* Written instruction 1 *
In the write-up on rebuilding coordinate pairs below, translate this sentence into Spanish: "The original coordinate representation had no unnecessary zeroes."
* Written instruction 2 *
Based on the write-up on rebuilding coordinate pairs below, answer yes or no to whether each statement matches it, and back each answer with the deciding words quoted from the write-up:
(a) After the commas, spaces, and decimal points are removed, the string still has its parentheses.
(b) The results must come back in a fixed order.
(c) "1.0" counts as a valid value.
* Written instruction 3 *
Pick up the write-up on rebuilding coordinate pairs below after its last sentence, and carry it forward in the same style.

* Selected text *
-- Begin --
An enumeration solution for reconstructing all valid coordinate pairs after commas, spaces, and decimal points were removed.
Problem Restatement
We are given a string s that represents a coordinate pair after removing commas, spaces, and decimal points.
For example:
"(1, 3)" -> "(13)"
"(2, 0.5)" -> "(205)"The string still contains the opening and closing parentheses.
We need to return all possible original coordinate strings.
The original coordinate representation had no unnecessary zeroes. So values like these are invalid:
"00"
"001"
"0.0"
"1.0"
".1"The final answer can be returned in any order, and each coordinate must use exactly this format:
"(x, y)"with one space after the comma. The official statement allows any result order.
Input and Output
| Item | Meaning |
|---|---|
| Input | A string like "(123)" |
| Output | All valid coordinate strings |
| Removed characters | Comma, space, and decimal point |
| Still present | Opening and closing parentheses |
| Output format | "(x, y)" |
Examples
Example 1:
s = "(123)"Possible coordinates are:
"(1, 23)"
"(1, 2.3)"
"(12, 3)"
"(1.2, 3)"So a valid answer is:
["(1, 23)", "(1, 2.3)", "(12, 3)", "(1.2, 3)"]Example 2:
s = "(0123)"Some valid coordinates are:
"(0, 123)"
"(0, 12.3)"
"(0, 1.23)"
"(0.1, 23)"
"(0.1, 2.3)"
"(0.12, 3)"Values like "01" or "012" are invalid because they have leading zeroes.
Example 3:
s = "(00011)"A valid answer is:
["(0, 0.011)", "(0.001, 1)"]First Thought: Try Every Split
The string inside the parentheses must be split into two non-empty parts:
left + rightThe left part becomes x.
The right part becomes y.
For each side, we also need to try every valid decimal placement.
So the problem has two levels of enumeration:
- Split the digits into
xandy. - Generate every valid number representation for each side.
Key Insight
A substring can produce only a small number of valid numeric strings.
For a substring part, possible forms are:
part
part[:i] + "." + part[i:]But zero rules remove many candidates.
-- End --
* Information given *
-- Begin --
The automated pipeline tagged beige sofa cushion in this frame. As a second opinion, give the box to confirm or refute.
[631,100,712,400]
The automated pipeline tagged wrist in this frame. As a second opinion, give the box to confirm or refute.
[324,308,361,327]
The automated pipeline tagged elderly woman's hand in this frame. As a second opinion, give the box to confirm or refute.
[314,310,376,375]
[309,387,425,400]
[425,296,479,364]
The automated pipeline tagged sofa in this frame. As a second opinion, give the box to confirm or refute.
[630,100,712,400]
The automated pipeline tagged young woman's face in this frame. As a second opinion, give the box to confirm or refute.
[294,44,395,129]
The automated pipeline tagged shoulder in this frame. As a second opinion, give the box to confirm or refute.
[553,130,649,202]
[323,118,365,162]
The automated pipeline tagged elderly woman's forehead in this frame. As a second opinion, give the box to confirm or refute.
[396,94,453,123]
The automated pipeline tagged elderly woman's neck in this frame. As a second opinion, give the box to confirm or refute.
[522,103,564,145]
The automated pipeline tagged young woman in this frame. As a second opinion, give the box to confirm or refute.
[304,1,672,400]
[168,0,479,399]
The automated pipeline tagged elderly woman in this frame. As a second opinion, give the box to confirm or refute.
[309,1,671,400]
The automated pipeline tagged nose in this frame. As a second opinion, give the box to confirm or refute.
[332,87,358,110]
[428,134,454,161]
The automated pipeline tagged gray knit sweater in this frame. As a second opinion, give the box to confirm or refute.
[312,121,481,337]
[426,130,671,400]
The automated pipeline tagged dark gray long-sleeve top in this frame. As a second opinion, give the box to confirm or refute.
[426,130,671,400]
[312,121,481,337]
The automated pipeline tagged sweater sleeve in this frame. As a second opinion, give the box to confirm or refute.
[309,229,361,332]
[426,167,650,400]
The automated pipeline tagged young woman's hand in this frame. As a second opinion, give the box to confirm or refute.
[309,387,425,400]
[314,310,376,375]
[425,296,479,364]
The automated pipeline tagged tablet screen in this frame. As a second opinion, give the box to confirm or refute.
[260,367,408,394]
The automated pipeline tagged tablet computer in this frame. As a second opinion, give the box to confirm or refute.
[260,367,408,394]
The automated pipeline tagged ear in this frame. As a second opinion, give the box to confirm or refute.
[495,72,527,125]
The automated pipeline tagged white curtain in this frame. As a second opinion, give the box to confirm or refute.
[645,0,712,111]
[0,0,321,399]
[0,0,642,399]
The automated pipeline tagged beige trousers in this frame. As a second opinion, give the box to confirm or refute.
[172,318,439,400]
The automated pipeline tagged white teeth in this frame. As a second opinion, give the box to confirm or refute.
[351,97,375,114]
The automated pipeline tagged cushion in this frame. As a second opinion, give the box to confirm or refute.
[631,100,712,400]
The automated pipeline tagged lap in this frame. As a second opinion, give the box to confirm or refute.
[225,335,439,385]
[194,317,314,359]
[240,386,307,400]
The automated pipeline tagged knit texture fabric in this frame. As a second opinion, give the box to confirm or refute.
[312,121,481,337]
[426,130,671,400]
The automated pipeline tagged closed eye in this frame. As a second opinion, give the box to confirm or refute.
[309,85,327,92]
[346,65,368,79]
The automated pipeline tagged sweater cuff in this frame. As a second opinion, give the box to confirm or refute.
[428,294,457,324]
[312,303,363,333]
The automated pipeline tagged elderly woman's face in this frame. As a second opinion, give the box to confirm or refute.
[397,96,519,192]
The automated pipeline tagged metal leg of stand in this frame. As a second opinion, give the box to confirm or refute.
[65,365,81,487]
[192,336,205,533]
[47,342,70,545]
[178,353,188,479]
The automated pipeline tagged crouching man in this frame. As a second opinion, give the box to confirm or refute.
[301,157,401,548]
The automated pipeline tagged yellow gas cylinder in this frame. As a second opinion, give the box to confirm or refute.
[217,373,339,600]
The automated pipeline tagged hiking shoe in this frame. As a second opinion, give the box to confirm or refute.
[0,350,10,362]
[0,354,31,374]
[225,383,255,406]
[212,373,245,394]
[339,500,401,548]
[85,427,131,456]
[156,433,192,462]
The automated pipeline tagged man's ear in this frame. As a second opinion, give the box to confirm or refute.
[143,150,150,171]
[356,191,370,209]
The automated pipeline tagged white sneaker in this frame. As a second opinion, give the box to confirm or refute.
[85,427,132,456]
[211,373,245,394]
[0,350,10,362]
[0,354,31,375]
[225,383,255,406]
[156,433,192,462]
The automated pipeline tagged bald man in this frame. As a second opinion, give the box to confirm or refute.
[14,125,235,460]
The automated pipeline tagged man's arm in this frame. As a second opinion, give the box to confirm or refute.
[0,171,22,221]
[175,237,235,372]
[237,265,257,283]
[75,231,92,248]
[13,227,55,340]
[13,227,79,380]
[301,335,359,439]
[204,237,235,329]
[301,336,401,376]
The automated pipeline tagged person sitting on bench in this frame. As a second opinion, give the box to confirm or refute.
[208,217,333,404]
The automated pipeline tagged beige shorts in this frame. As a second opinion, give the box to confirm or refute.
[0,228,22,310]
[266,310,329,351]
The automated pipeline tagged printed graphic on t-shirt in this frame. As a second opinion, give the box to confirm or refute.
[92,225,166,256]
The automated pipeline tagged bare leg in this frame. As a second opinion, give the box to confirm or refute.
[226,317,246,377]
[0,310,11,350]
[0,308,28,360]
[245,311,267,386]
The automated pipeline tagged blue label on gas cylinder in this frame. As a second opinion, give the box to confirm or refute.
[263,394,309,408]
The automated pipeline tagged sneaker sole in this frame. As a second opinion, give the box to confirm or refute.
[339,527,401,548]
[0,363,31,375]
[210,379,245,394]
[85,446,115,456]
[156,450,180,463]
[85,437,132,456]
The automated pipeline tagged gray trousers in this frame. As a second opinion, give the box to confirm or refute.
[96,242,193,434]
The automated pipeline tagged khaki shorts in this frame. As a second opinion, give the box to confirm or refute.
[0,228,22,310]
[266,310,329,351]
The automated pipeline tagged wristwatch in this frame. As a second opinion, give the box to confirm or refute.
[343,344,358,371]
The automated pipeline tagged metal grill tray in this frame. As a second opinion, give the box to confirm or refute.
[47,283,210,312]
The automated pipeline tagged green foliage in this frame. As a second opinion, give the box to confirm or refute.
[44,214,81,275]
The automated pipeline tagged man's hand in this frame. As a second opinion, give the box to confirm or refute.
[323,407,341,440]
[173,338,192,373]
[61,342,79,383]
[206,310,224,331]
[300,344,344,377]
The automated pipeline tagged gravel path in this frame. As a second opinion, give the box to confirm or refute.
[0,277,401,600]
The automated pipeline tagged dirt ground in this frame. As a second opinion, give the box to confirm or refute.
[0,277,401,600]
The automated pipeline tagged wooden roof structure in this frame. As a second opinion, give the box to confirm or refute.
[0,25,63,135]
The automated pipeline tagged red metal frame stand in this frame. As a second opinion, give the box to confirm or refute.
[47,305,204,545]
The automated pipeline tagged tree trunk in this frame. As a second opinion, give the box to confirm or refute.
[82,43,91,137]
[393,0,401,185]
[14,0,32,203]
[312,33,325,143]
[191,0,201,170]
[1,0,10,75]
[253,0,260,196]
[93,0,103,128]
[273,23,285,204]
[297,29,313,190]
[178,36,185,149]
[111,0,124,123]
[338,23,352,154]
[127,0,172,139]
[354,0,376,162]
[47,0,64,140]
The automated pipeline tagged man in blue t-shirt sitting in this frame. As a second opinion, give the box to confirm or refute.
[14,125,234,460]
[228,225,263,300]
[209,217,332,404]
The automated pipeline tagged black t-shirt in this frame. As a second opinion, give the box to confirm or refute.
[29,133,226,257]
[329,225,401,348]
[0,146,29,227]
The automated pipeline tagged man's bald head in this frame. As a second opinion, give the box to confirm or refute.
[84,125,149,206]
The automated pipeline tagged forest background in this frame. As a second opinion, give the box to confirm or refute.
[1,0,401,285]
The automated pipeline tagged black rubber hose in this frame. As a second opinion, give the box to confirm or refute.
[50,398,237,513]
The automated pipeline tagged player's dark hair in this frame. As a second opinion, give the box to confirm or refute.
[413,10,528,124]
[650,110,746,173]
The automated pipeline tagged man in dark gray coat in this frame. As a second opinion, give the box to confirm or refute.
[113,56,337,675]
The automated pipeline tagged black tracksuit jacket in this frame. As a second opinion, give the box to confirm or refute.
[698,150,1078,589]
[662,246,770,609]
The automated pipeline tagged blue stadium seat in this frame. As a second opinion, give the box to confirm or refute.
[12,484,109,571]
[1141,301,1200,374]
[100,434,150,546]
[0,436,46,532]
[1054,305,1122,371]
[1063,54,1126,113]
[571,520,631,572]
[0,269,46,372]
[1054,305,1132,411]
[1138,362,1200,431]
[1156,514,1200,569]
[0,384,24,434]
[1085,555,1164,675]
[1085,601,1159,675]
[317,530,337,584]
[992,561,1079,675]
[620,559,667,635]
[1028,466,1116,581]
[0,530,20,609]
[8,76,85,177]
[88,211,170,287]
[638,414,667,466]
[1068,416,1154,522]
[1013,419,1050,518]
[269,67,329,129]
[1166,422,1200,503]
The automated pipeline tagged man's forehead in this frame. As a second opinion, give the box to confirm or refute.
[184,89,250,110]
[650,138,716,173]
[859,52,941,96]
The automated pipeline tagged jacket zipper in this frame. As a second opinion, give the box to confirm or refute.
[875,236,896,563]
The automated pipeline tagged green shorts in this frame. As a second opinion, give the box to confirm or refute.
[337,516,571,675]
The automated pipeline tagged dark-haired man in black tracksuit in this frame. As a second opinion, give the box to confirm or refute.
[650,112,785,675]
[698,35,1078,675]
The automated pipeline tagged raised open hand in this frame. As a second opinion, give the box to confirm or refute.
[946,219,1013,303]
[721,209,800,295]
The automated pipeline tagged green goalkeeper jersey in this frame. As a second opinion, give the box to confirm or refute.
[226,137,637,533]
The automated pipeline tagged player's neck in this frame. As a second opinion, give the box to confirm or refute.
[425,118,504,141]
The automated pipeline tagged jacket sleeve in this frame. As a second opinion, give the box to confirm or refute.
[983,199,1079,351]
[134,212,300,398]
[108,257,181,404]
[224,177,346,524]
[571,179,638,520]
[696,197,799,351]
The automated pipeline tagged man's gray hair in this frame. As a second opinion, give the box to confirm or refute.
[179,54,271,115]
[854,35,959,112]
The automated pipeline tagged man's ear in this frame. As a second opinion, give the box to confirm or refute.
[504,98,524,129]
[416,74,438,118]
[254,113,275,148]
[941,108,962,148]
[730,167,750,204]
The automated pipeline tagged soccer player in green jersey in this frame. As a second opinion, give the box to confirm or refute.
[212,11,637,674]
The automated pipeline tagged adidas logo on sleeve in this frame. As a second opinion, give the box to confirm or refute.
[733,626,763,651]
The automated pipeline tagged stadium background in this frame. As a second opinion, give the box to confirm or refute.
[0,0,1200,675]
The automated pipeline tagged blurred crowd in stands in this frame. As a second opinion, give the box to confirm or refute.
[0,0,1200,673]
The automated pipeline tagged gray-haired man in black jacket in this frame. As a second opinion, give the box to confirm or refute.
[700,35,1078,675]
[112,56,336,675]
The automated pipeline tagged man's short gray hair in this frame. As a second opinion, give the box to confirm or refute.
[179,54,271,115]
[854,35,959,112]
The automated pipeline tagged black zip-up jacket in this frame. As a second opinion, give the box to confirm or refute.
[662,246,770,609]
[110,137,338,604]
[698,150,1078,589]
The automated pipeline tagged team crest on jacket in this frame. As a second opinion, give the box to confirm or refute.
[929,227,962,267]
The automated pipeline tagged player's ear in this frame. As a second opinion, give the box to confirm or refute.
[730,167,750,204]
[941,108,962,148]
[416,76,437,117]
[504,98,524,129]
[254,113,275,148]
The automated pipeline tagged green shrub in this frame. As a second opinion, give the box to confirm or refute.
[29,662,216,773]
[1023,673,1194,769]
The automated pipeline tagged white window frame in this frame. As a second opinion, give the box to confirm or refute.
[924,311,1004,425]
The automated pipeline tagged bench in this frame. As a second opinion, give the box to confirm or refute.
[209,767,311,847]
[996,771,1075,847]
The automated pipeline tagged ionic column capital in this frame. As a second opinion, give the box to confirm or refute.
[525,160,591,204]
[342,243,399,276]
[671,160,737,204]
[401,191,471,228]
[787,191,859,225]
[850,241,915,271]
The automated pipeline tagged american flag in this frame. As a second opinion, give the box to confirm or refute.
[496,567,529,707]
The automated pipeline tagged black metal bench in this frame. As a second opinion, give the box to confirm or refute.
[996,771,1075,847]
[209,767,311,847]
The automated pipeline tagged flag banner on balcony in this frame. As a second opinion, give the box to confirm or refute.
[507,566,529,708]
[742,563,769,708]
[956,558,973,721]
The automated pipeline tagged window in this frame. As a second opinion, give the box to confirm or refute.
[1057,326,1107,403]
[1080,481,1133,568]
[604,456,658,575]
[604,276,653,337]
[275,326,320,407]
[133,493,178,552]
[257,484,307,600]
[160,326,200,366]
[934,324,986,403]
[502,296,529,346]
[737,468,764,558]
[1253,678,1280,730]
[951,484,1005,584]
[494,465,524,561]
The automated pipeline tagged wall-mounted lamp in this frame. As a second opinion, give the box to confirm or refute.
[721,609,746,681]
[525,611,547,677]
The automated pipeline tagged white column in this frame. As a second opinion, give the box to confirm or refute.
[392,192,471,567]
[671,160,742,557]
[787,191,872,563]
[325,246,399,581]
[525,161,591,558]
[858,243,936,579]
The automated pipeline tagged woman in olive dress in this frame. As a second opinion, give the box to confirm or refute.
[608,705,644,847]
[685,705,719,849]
-- End --
* Right answer 1 *
La representación original de las coordenadas no tenía ceros innecesarios.

* Right answer 2 *
(a) Yes: "The string still contains the opening and closing parentheses."
(b) No: "The final answer can be returned in any order"
(c) No: "The original coordinate representation had no unnecessary zeroes. So values like these are invalid:" and "1.0" is one of the values listed after that line.

* Right answer 3 *
The validation rules are:
| Case | Valid? | Reason |
|---|---|---|
"0" | Yes | Single zero is allowed |
"00" | No | Leading zero |
"01" | No | Leading zero |
"0.1" | Yes | Zero before decimal is allowed |
"0.01" | Yes | Decimal does not end in zero |
"1.0" | No | Trailing zero after decimal |
"10" | Yes | Normal integer |
"10.5" | Yes | Normal decimal |
So we can write a helper that returns all valid numeric strings from one digit substring.
Algorithm
Remove the outer parentheses:
digits = s[1:-1]For every split position:
left = digits[:i]
right = digits[i:]Generate all valid numbers from left.
Generate all valid numbers from right.
For every valid pair (x, y), append:
f"({x}, {y})"Return the answer list.
Generating Valid Numbers
For a digit string part:
If its length is 1, return it:
["0"] or ["5"]If it starts with 0 and ends with 0, it has no valid form:
"00" -> []
"000" -> []If it starts with 0, the only possible form is:
"0." + part[1:]This is valid only because it does not end with 0.
If it ends with 0, the only possible form is the integer itself:
"10" -> ["10"]Decimal forms like "1.0" are invalid.
Otherwise, return the integer form and every decimal placement.
Correctness
The algorithm tries every possible split of the digits into two non-empty substrings. Therefore, every possible separation between x and y is considered.
For each side, the helper returns exactly the valid numeric representations that can be made by optionally inserting one decimal point.
It rejects integer forms with leading zeroes, except the single value "0". It rejects decimal forms whose fractional part ends in zero. It also rejects decimal forms with invalid leading zeroes, except forms like "0.xxx".
Every coordinate produced by the algorithm uses one valid representation from the left side and one valid representation from the right side, so every produced coordinate is valid.
Conversely, any valid original coordinate must correspond to some split of the digit string and some valid decimal placement in each side. The algorithm enumerates that split and those placements, so it includes that coordinate.
Therefore, the algorithm returns exactly all valid coordinate strings.
Complexity
Let n = len(s).
| Metric | Value | Why |
|---|---|---|
| Time | O(n^3) | There are O(n) splits, each side can produce O(n) candidates, and formatting strings costs up to O(n) |
| Space | O(n^3) | The output itself can contain O(n^2) strings of length O(n) |
Implementation
class Solution:
def ambiguousCoordinates(self, s: str) -> list[str]:
digits = s[1:-1]
def valid_numbers(part: str) -> list[str]:
if len(part) == 1:
return [part]
if part[0] == "0" and part[-1] == "0":
return []
if part[0] == "0":
return ["0." + part[1:]]
if part[-1] == "0":
return [part]
result = [part]
for i in range(1, len(part)):
result.append(part[:i] + "." + part[i:])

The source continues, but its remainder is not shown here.